* Given problem
Pick out every line of the records that contains the string "building", matching case exactly, and copy each one.
◇ ◇ ◇ ◇
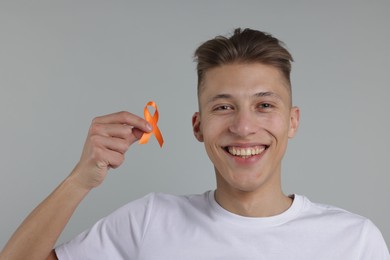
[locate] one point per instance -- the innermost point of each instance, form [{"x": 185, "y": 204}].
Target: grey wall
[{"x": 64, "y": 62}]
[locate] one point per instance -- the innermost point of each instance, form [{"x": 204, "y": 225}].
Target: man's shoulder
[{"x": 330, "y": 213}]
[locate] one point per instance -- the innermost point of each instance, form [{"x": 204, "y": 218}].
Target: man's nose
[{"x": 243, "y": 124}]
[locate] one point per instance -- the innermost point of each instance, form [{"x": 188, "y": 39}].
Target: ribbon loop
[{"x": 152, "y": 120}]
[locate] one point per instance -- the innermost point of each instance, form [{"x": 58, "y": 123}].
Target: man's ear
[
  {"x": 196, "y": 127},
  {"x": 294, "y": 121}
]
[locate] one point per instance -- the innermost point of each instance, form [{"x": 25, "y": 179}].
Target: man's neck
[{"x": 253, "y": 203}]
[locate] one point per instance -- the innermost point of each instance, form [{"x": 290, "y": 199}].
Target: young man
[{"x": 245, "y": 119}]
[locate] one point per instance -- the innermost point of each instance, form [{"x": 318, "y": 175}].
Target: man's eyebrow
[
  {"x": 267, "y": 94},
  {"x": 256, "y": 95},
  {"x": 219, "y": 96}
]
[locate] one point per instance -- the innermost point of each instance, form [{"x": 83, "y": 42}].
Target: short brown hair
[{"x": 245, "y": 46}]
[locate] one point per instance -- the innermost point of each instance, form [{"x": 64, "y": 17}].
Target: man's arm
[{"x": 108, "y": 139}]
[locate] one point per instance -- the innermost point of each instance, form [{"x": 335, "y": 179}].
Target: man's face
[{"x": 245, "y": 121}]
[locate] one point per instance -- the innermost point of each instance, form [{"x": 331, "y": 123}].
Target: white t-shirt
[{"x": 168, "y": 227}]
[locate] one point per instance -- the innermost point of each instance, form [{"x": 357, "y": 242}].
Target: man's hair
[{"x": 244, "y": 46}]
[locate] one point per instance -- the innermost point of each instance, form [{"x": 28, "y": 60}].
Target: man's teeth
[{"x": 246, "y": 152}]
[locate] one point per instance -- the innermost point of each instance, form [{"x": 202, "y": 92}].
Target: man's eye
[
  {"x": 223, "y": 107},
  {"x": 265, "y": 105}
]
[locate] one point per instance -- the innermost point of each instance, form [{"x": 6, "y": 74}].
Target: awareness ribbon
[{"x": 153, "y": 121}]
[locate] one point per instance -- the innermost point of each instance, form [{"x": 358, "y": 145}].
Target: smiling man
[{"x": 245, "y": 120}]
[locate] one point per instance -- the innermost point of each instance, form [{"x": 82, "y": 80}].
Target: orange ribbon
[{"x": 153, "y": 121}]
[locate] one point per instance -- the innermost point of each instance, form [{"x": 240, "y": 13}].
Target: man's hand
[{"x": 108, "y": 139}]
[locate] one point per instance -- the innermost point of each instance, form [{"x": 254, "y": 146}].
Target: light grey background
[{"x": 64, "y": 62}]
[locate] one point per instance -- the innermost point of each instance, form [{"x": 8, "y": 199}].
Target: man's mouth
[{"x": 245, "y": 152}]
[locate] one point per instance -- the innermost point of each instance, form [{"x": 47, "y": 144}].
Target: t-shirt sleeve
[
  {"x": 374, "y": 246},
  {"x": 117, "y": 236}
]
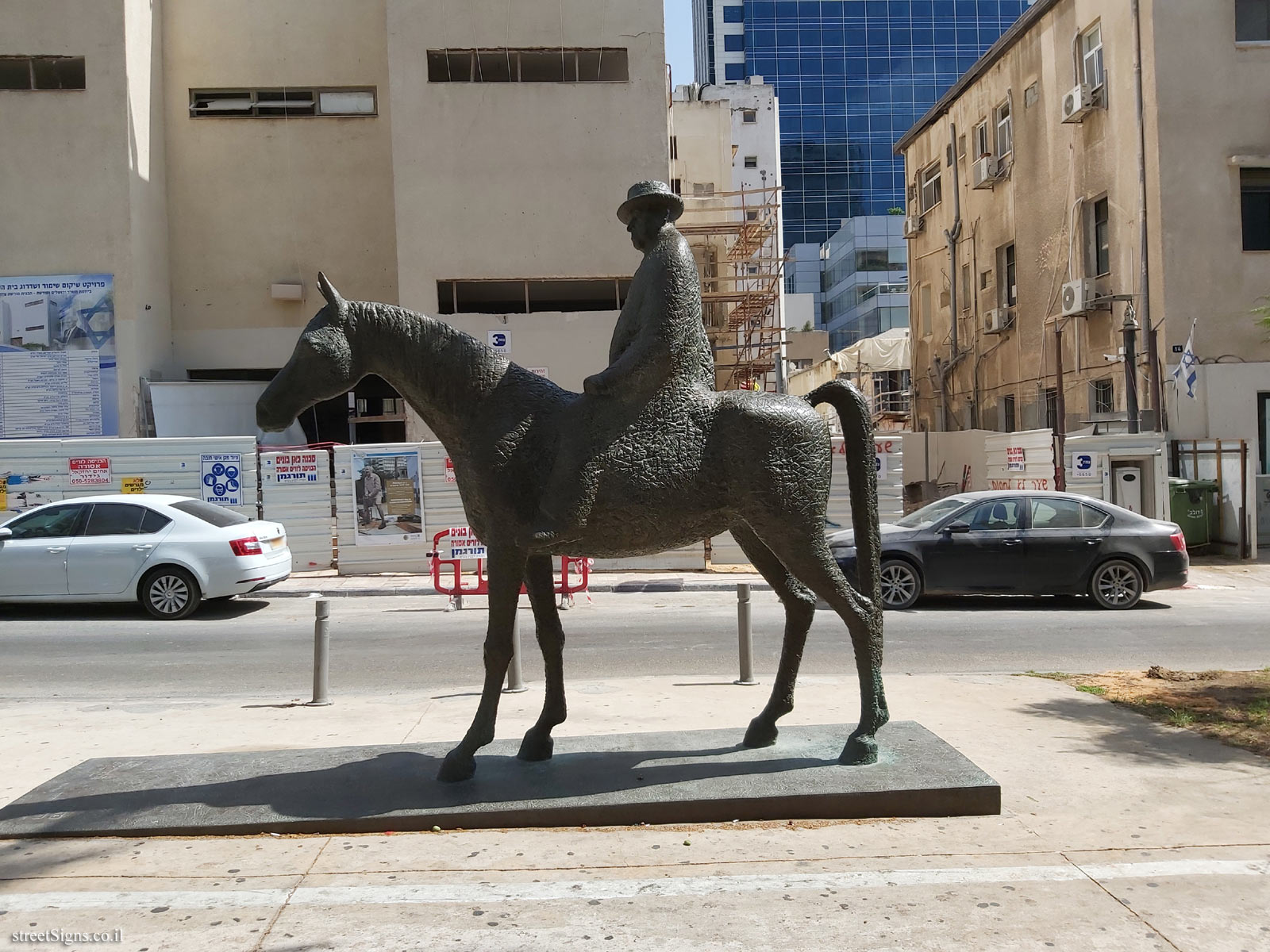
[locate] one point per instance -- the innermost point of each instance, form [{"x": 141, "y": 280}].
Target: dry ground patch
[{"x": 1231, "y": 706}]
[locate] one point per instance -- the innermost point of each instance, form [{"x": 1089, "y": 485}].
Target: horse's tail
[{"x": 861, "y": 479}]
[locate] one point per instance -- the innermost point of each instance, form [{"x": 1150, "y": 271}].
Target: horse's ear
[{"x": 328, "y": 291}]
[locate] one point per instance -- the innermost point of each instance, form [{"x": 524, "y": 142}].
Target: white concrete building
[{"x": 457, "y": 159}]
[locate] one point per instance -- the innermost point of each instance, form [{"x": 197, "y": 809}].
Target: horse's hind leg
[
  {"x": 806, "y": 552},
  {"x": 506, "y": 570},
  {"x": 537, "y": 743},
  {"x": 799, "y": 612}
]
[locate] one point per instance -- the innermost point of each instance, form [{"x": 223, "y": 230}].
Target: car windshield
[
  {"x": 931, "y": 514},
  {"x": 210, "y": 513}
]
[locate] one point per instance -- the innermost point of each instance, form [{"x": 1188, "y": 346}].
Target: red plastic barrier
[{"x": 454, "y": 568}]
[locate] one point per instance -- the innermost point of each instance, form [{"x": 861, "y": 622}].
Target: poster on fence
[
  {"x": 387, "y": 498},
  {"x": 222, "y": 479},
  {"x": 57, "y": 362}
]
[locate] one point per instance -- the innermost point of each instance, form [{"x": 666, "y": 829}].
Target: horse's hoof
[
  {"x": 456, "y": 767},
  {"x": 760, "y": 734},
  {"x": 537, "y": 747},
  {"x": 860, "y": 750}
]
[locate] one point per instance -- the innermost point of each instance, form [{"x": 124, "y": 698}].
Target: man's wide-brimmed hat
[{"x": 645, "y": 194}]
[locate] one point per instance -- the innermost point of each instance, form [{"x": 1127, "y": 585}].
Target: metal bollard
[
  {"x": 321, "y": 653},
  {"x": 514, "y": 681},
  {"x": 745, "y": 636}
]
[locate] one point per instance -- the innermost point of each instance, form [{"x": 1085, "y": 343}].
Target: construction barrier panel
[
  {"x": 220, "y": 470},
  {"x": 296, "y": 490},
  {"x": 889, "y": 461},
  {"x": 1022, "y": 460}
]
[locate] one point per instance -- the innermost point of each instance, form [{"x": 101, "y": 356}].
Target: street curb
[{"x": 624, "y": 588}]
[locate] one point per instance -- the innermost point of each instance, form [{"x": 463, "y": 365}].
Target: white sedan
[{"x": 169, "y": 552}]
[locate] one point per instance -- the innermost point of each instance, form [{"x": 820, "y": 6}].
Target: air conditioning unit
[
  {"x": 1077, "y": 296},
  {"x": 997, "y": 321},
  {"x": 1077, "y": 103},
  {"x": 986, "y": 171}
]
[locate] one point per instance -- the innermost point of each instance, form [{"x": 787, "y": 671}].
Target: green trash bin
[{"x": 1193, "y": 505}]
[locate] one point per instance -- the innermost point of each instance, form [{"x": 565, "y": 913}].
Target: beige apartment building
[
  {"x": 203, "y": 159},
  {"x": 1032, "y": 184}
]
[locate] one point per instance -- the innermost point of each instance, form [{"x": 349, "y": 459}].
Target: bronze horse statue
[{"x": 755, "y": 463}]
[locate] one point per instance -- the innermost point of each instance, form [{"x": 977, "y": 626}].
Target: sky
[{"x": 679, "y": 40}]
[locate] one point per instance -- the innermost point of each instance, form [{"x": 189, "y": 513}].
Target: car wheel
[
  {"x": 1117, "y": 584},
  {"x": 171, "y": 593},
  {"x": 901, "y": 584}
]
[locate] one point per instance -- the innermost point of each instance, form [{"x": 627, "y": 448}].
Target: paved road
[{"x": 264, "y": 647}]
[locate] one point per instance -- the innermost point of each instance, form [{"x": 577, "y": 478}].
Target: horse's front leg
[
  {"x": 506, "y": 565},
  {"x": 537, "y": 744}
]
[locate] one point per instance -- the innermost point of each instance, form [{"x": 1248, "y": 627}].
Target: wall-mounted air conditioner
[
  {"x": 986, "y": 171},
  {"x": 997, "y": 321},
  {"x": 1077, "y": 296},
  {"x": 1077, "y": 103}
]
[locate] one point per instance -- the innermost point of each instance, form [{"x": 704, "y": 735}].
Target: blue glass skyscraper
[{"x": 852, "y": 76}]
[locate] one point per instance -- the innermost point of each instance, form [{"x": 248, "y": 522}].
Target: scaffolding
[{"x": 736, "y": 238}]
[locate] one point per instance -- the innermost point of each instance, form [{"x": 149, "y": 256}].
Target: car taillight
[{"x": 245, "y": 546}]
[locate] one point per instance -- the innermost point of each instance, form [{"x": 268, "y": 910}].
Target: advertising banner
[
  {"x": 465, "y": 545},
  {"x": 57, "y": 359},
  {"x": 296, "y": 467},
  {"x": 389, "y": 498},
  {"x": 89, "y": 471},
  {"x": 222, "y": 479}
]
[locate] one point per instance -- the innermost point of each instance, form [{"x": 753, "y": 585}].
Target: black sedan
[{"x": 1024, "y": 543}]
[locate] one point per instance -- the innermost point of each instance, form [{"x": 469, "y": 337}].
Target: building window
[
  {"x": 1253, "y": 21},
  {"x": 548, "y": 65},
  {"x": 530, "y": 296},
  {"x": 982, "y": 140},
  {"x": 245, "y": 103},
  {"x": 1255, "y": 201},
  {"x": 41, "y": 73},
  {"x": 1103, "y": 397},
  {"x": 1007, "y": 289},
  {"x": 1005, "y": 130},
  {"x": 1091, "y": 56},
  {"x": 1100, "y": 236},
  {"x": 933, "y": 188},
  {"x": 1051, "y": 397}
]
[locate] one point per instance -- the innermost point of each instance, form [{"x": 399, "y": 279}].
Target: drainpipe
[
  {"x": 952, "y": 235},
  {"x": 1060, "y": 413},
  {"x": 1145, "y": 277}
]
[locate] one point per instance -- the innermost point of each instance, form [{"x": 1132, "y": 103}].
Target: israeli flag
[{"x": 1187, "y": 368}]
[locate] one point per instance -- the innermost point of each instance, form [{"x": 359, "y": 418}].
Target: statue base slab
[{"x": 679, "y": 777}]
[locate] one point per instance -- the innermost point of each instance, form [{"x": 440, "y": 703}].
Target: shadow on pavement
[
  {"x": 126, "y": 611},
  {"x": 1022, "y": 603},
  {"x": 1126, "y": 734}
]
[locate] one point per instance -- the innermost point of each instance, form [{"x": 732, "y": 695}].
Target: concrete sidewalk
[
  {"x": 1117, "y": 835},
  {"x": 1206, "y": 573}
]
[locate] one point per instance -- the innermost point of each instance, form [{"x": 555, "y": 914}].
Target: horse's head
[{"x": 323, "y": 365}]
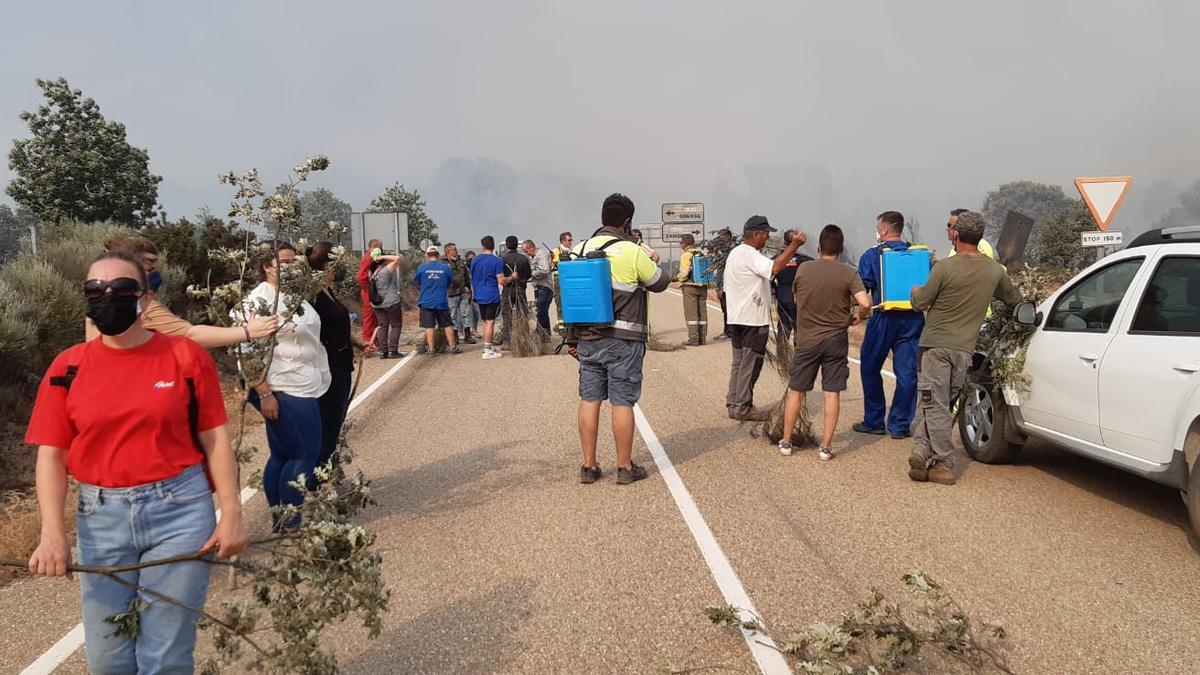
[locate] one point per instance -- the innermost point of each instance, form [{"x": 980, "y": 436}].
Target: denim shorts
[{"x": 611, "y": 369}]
◇ ◇ ◇ ◇
* Task output
Target: white concrete building
Target: beige apartment building
Target: building window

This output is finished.